# SUPPLIED DATA
+ + + + +
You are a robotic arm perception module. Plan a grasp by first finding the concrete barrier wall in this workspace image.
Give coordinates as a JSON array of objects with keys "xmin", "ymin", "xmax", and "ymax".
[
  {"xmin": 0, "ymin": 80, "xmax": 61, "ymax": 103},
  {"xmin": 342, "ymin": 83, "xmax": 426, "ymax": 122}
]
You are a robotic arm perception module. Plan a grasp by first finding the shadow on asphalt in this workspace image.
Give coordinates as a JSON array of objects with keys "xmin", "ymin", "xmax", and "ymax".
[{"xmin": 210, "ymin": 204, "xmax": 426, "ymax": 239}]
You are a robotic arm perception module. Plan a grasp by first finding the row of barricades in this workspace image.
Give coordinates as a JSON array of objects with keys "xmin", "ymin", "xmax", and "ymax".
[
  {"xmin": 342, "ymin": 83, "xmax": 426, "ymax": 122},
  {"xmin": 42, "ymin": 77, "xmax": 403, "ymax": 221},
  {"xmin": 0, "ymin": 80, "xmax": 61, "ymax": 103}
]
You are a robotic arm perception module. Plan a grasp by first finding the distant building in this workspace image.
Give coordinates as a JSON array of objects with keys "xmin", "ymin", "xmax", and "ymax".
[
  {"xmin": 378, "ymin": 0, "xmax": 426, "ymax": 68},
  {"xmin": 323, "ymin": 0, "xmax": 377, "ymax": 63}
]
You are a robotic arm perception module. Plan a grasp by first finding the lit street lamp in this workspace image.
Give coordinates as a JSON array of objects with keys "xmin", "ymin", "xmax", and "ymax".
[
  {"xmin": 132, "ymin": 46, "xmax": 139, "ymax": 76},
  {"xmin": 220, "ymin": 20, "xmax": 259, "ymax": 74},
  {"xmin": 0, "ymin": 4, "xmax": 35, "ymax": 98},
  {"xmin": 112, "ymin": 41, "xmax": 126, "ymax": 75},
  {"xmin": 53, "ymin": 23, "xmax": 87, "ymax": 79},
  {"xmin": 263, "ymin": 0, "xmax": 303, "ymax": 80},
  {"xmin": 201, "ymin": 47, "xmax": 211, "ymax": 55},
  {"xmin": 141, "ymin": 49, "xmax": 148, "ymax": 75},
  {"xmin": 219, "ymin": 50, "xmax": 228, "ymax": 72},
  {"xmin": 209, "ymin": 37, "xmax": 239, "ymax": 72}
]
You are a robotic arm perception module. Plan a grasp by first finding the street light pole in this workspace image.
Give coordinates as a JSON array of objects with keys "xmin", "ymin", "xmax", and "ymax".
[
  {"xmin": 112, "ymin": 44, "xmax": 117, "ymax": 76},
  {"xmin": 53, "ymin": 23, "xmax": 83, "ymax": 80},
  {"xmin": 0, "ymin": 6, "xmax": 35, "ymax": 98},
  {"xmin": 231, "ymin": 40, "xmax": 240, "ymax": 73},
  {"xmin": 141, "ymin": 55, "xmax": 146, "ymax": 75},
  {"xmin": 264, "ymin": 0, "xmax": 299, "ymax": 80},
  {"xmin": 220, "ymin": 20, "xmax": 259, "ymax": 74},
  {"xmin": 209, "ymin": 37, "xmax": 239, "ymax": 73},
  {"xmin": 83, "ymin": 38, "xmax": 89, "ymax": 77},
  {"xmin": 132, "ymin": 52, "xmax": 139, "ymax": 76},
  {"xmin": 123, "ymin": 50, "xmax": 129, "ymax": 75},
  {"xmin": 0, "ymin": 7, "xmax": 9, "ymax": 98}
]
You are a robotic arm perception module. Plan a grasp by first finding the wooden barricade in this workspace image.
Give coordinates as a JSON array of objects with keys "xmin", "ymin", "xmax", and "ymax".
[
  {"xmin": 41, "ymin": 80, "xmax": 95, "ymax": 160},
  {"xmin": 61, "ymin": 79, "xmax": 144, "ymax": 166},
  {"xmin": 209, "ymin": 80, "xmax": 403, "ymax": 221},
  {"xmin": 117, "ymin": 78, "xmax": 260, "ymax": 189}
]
+ + + + +
# SHORT EXERCISE
Only the lines from the one containing "barricade in this workspace image." to the end of the listing belong in the output, each reproduced exactly.

# THE RESULT
You are a robotic arm perception module. Plan a grasp by first finding the wooden barricade in this workspace image.
Give coordinates as a JSON array of objects with keys "xmin", "ymin", "xmax", and "ymax".
[
  {"xmin": 41, "ymin": 80, "xmax": 95, "ymax": 160},
  {"xmin": 61, "ymin": 79, "xmax": 144, "ymax": 166},
  {"xmin": 209, "ymin": 80, "xmax": 403, "ymax": 221},
  {"xmin": 117, "ymin": 78, "xmax": 260, "ymax": 189}
]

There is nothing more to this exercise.